* Data listing *
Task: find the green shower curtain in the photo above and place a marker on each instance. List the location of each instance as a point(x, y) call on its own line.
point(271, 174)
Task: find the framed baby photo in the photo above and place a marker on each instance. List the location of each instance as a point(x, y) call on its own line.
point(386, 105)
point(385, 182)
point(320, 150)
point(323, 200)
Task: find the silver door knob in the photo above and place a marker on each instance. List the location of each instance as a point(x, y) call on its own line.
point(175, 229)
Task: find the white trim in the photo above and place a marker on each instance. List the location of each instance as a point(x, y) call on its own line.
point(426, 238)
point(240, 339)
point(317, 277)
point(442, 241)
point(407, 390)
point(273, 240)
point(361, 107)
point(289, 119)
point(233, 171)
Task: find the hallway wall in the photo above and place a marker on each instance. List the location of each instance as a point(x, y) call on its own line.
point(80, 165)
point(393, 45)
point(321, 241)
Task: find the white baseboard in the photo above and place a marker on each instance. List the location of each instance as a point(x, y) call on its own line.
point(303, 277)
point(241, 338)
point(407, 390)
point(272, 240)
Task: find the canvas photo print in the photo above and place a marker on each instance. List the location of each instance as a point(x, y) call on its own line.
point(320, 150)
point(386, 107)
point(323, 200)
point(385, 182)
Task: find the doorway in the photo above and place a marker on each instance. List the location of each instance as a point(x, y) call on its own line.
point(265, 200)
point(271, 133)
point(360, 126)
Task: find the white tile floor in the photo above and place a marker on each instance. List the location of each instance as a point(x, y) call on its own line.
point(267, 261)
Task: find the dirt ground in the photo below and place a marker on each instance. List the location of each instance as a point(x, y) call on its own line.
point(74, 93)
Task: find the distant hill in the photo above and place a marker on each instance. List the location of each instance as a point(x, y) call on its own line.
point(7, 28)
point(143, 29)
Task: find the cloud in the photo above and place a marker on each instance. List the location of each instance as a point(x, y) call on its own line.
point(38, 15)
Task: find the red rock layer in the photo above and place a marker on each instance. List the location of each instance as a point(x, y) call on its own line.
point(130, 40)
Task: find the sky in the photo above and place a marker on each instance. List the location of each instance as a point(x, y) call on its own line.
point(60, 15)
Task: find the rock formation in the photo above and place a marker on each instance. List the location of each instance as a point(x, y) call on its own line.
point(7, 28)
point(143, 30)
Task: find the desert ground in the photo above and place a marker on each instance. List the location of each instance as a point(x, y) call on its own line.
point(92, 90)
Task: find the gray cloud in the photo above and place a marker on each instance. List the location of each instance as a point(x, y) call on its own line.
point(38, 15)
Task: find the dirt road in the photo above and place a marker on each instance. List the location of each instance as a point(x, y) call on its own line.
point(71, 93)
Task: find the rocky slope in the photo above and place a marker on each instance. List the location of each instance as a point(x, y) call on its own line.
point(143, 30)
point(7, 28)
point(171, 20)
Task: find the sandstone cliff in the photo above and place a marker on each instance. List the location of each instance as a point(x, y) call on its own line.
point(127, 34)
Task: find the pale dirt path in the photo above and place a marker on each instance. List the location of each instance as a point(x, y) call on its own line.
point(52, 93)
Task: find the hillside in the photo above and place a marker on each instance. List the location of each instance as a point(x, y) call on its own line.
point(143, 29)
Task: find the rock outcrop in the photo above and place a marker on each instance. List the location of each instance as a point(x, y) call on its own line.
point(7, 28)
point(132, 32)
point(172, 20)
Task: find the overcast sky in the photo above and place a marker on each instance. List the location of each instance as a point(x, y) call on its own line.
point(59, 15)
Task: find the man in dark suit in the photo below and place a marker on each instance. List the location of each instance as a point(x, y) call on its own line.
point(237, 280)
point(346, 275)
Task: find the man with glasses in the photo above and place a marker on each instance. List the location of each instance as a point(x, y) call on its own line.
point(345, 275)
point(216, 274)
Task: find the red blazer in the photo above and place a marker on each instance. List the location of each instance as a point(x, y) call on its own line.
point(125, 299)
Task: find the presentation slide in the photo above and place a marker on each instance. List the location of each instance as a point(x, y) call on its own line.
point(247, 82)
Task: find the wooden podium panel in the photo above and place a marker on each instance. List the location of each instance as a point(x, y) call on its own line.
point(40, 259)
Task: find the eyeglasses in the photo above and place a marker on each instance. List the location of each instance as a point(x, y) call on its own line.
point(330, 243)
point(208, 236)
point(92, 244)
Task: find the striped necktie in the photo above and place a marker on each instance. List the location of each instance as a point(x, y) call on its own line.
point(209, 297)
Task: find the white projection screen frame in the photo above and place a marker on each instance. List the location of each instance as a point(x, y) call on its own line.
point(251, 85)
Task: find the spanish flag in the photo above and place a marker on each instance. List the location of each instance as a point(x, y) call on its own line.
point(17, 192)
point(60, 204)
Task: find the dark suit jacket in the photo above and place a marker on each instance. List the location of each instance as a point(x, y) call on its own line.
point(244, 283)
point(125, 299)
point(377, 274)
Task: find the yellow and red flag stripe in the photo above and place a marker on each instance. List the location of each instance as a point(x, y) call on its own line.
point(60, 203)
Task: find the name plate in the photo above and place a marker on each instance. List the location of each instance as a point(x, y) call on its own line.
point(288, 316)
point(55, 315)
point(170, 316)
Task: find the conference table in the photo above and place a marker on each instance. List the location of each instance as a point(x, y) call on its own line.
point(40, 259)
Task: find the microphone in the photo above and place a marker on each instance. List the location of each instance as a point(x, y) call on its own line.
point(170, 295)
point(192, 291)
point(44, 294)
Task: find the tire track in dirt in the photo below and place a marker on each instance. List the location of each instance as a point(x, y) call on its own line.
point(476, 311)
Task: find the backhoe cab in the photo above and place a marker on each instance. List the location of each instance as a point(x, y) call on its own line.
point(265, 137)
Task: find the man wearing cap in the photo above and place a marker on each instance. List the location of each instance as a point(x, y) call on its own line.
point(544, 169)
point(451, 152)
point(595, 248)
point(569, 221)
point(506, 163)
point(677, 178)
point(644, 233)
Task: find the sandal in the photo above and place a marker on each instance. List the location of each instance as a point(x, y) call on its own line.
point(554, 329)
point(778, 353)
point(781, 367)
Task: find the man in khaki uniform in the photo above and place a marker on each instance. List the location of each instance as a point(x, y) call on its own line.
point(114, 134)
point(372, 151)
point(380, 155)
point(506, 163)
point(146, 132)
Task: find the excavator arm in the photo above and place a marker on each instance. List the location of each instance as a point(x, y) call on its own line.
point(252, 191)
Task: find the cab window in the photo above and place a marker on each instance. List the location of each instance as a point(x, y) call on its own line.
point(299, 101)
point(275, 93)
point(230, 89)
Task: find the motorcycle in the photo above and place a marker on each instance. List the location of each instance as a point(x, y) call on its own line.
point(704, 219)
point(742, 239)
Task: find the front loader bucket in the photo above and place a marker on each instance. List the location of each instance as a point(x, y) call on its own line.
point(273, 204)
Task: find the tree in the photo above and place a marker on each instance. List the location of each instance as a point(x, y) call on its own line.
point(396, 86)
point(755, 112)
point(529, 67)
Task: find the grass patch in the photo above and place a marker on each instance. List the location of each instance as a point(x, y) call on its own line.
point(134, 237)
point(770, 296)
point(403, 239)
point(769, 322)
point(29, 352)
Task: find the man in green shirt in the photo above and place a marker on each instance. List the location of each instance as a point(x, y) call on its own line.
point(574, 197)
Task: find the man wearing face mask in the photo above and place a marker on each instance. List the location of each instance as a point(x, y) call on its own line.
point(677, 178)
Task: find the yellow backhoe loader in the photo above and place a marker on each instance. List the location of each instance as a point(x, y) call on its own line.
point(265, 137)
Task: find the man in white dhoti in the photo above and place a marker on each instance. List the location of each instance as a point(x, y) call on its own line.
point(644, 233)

* Stated exercise *
Lay out every one of the lines above as a Markdown table with two columns, Row and Line. Number the rows and skip any blank lines.

* Written solution *
| Row | Line |
|---|---|
| 1 | Task: find the green shower curtain in the photo above and place a marker on each instance. List the location of each instance as a point(x, y) call on its own line. |
| 2 | point(271, 174) |
| 3 | Task: find the framed baby photo in the photo above and place a marker on each instance. List the location of each instance as a point(x, y) call on its own line. |
| 4 | point(386, 105) |
| 5 | point(385, 182) |
| 6 | point(320, 150) |
| 7 | point(323, 200) |
| 8 | Task: find the silver door knob in the photo above and place a marker on each instance. List the location of each instance as a point(x, y) call on its own line. |
| 9 | point(175, 229) |
| 10 | Task: find the white trim in the photo above and place a marker on each instance. List the location of each instance as a point(x, y) call on its own line. |
| 11 | point(426, 238) |
| 12 | point(240, 339) |
| 13 | point(317, 277) |
| 14 | point(442, 241) |
| 15 | point(407, 390) |
| 16 | point(273, 240) |
| 17 | point(361, 107) |
| 18 | point(289, 119) |
| 19 | point(233, 171) |
| 20 | Task: find the hallway wall in the photo above and place a marker on each instance. List the location of each instance as a point(x, y) call on its own line. |
| 21 | point(80, 165) |
| 22 | point(393, 45) |
| 23 | point(321, 241) |
| 24 | Task: find the white baseboard in the photo above and place a marker on each instance. List the location of each instance as a point(x, y) call on its own line. |
| 25 | point(303, 277) |
| 26 | point(241, 338) |
| 27 | point(407, 390) |
| 28 | point(272, 240) |
| 29 | Task: find the canvas photo print in the photo above and place a marker on each instance. List the location of each instance as a point(x, y) call on its own line. |
| 30 | point(320, 150) |
| 31 | point(386, 107) |
| 32 | point(323, 200) |
| 33 | point(385, 182) |
| 34 | Task: find the doorway in the photo above and place a marker on each instance. List the location of each instance as a point(x, y) call on its own line. |
| 35 | point(265, 200) |
| 36 | point(271, 133) |
| 37 | point(360, 126) |
| 38 | Task: find the white tile floor in the photo above and place a marker on each instance. List the location of each instance as a point(x, y) call on its own line. |
| 39 | point(267, 261) |
| 40 | Task: find the dirt ground in the photo below and place a marker on each instance. List the location of each instance as a point(x, y) call on its own line. |
| 41 | point(74, 93) |
| 42 | Task: find the distant hill in the photo above and place a marker on each instance. List the location of each instance as a point(x, y) call on its own line. |
| 43 | point(7, 28) |
| 44 | point(143, 29) |
| 45 | Task: find the cloud in the photo above and place a marker on each instance. List the location of each instance as a point(x, y) call on its own line. |
| 46 | point(38, 15) |
| 47 | Task: find the red rock layer in the photo above and place a marker on each instance. List the location of each instance as a point(x, y) call on its own line. |
| 48 | point(130, 40) |
| 49 | Task: find the sky in the photo above and place a marker on each instance. List the location of each instance as a point(x, y) call on its own line. |
| 50 | point(60, 15) |
| 51 | Task: find the rock formation in the photo above and place a marker on each instance. List the location of each instance as a point(x, y) call on its own line. |
| 52 | point(7, 28) |
| 53 | point(143, 30) |
| 54 | Task: find the desert ground in the photo above and place a marker on each instance. List the location of each instance as a point(x, y) call on its own line. |
| 55 | point(92, 90) |
| 56 | Task: find the gray cloud in the photo above and place a marker on each instance. List the location of each instance as a point(x, y) call on its own line. |
| 57 | point(38, 15) |
| 58 | Task: find the dirt road in the photo above and place a marker on each instance. List the location of each instance as a point(x, y) call on its own line. |
| 59 | point(71, 93) |
| 60 | Task: find the rocky slope in the photo above and place a marker on each instance. List the location of each instance as a point(x, y) call on its own line. |
| 61 | point(143, 30) |
| 62 | point(7, 28) |
| 63 | point(171, 20) |
| 64 | Task: find the sandstone cliff in the photo above and place a marker on each instance. List the location of each instance as a point(x, y) call on its own line. |
| 65 | point(127, 34) |
| 66 | Task: find the pale dirt path in the photo above and place a marker on each instance. List the location of each instance as a point(x, y) call on its own line. |
| 67 | point(52, 93) |
| 68 | Task: find the hillside in the photo above and place a marker on each instance. List the location of each instance as a point(x, y) call on its own line. |
| 69 | point(143, 29) |
| 70 | Task: find the rock outcrop in the photo above and place a marker on each instance. List the location of each instance as a point(x, y) call on its own line. |
| 71 | point(7, 28) |
| 72 | point(132, 32) |
| 73 | point(172, 20) |
| 74 | Task: find the overcast sky in the photo above and place a marker on each instance. List the location of each instance as a point(x, y) call on its own line. |
| 75 | point(59, 15) |
| 76 | Task: find the man in dark suit in the photo below and place a marker on each instance. List the location of each instance as a point(x, y) call on its own line. |
| 77 | point(237, 280) |
| 78 | point(346, 275) |
| 79 | Task: find the man with glasses in the photo above and place a marker on each instance. List the location of each instance as a point(x, y) call on its own line. |
| 80 | point(345, 275) |
| 81 | point(216, 274) |
| 82 | Task: find the red blazer in the photo above and place a marker on each instance. List the location of each instance as a point(x, y) call on its own line. |
| 83 | point(125, 299) |
| 84 | Task: find the presentation slide in the photo above and place a marker on each instance. List the location of each instance as a point(x, y) call on its own line. |
| 85 | point(247, 82) |
| 86 | Task: find the wooden podium panel in the photo above and place a marker on each instance. List the location of each instance as a point(x, y) call on its own line. |
| 87 | point(40, 259) |
| 88 | Task: find the eyeglasses in the photo above and place a marker on each instance. List the location of each instance as a point(x, y) call on its own line. |
| 89 | point(330, 243) |
| 90 | point(208, 236) |
| 91 | point(92, 244) |
| 92 | Task: find the striped necktie in the photo above and place a marker on each instance. List the location of each instance as a point(x, y) call on its own line. |
| 93 | point(209, 297) |
| 94 | Task: find the white projection screen frame in the photo above and place a marker on each instance. List the location of each instance as a point(x, y) call on its own line. |
| 95 | point(251, 85) |
| 96 | Task: find the spanish flag in the photo above and place a marker on each instance. List the location of each instance as a point(x, y) call on its own line. |
| 97 | point(17, 192) |
| 98 | point(60, 204) |
| 99 | Task: find the dark suit jacket in the photo above and place a marker on each instance. List the location of each instance as a point(x, y) call on its own line. |
| 100 | point(244, 283) |
| 101 | point(125, 299) |
| 102 | point(377, 274) |
| 103 | Task: find the yellow and red flag stripe in the photo above and place a marker on each instance. List the location of each instance as a point(x, y) call on its own line. |
| 104 | point(60, 203) |
| 105 | Task: find the name plate in the photo above and place a marker on each instance. List the location of each instance as a point(x, y) call on its own line. |
| 106 | point(288, 316) |
| 107 | point(55, 315) |
| 108 | point(170, 316) |
| 109 | Task: find the conference table in the photo above and place a marker on each instance. List the location of each instance as a point(x, y) call on its own line. |
| 110 | point(40, 259) |
| 111 | Task: find the microphone in the photo above and place a marker on each instance. List the location of each instance as a point(x, y) call on its own line. |
| 112 | point(170, 295) |
| 113 | point(192, 291) |
| 114 | point(44, 294) |
| 115 | Task: find the tire track in dirt in the photo below and place a marker on each instance. List the location of each instance as a point(x, y) call on its own line. |
| 116 | point(476, 311) |
| 117 | Task: find the backhoe cab in the photo above and place a marker on each instance. List the location of each instance as a point(x, y) call on its own line. |
| 118 | point(265, 137) |
| 119 | Task: find the man wearing cap in the photo above and place a marker on each instance. List the location of each instance as a point(x, y) call on its own line. |
| 120 | point(544, 169) |
| 121 | point(451, 152) |
| 122 | point(595, 248) |
| 123 | point(569, 221) |
| 124 | point(506, 163) |
| 125 | point(677, 178) |
| 126 | point(644, 233) |
| 127 | Task: find the sandal in the photo above and place a marker on each instance. List the location of each instance as a point(x, y) call on its own line. |
| 128 | point(554, 329) |
| 129 | point(778, 353) |
| 130 | point(781, 367) |
| 131 | Task: find the man in khaki uniform in the photo above and place a marker on each instance. List the location of each instance as a point(x, y) call on its own line. |
| 132 | point(114, 134) |
| 133 | point(372, 151) |
| 134 | point(380, 155) |
| 135 | point(506, 163) |
| 136 | point(146, 132) |
| 137 | Task: find the excavator arm in the photo above and place a marker on each instance. List the location of each instance as a point(x, y) call on its own line. |
| 138 | point(252, 191) |
| 139 | Task: find the cab window in the photo above and place a marker on each instance. List the location of each instance as a point(x, y) call on its own line. |
| 140 | point(299, 101) |
| 141 | point(275, 93) |
| 142 | point(230, 89) |
| 143 | Task: find the motorcycle in the photo above and place a marker on each instance. List the location of each instance as a point(x, y) call on its own line. |
| 144 | point(704, 219) |
| 145 | point(742, 239) |
| 146 | Task: find the front loader bucket in the photo above and place a marker on each instance. List the location of each instance as a point(x, y) call on its own line. |
| 147 | point(273, 204) |
| 148 | Task: find the tree in the photo above and place a marker on each instance. List the location of each instance as a point(x, y) call on its own line. |
| 149 | point(396, 86) |
| 150 | point(755, 112) |
| 151 | point(529, 67) |
| 152 | Task: find the grass patch in the photo above and place a marker on each instance. List the location of each instance as a point(x, y) call on its own line. |
| 153 | point(134, 237) |
| 154 | point(770, 296) |
| 155 | point(403, 239) |
| 156 | point(769, 322) |
| 157 | point(29, 352) |
| 158 | Task: find the man in green shirt in the photo above and place a marker on each instance. List the location of each instance as a point(x, y) call on its own line. |
| 159 | point(574, 197) |
| 160 | Task: find the man wearing face mask in the photo above and place a marker on each instance. List the location of each instance as a point(x, y) call on its own line. |
| 161 | point(677, 178) |
| 162 | Task: find the yellow backhoe loader in the photo above and place a marker on each instance. List the location of each instance as a point(x, y) call on its own line. |
| 163 | point(265, 137) |
| 164 | Task: find the man in white dhoti in the photo above and place a marker on each instance. List the location of each instance as a point(x, y) call on its own line. |
| 165 | point(644, 233) |